* [EJERCICIO ESCRITO 1]: Reproduzca literalmente el fragmento del texto proporcionado, sobre los antiguos accesos a las ciudades, que empieza en "Hubo un tiempo" y concluye en "un tremendo inconveniente.".
* [EJERCICIO ESCRITO 2]: Duplique, línea por línea y sin alteración alguna, la totalidad de los registros que figuran después del texto proporcionado.

* [TEXTO PROPORCIONADO]:
◆ ◆ ◆ ◆ ◆ ◆ ◆
Lo que queda apenas dice algo de lo mucho que existió

Avenida de Cataluña, nº 60. Casa Solans. 1980. Archivo Municipal de Zaragoza.
Avenida de Cataluña, nº 60. Casa Solans. 1980. Archivo Municipal de Zaragoza.

Hubo un tiempo en el que en los accesos a las ciudades no existían hipermercados, tampoco concesionarios de automóviles, cines con 12 salas o chiquiparks. A los lados de las carreteras únicamente había campos, que por depender de acequias y lindes muy antiguas no siempre respondían a una parcelación ortogonal, para los artífices de la expansión inmobiliaria posterior, un tremendo inconveniente.
◆ ◆ ◆ ◆ ◆ ◆ ◆
* [INFORMACIÓN EXTRAÍDA]:
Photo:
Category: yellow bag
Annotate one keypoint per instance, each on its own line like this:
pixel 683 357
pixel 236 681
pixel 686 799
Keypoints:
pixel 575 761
◆ ◆ ◆ ◆ ◆ ◆ ◆
* [RESPUESTA COMPLETA 1]:
Hubo un tiempo en el que en los accesos a las ciudades no existían hipermercados, tampoco concesionarios de automóviles, cines con 12 salas o chiquiparks. A los lados de las carreteras únicamente había campos, que por depender de acequias y lindes muy antiguas no siempre respondían a una parcelación ortogonal, para los artífices de la expansión inmobiliaria posterior, un tremendo inconveniente.

* [RESPUESTA COMPLETA 2]:
Photo:
Category: yellow bag
Annotate one keypoint per instance, each on its own line like this:
pixel 683 357
pixel 236 681
pixel 686 799
Keypoints:
pixel 575 761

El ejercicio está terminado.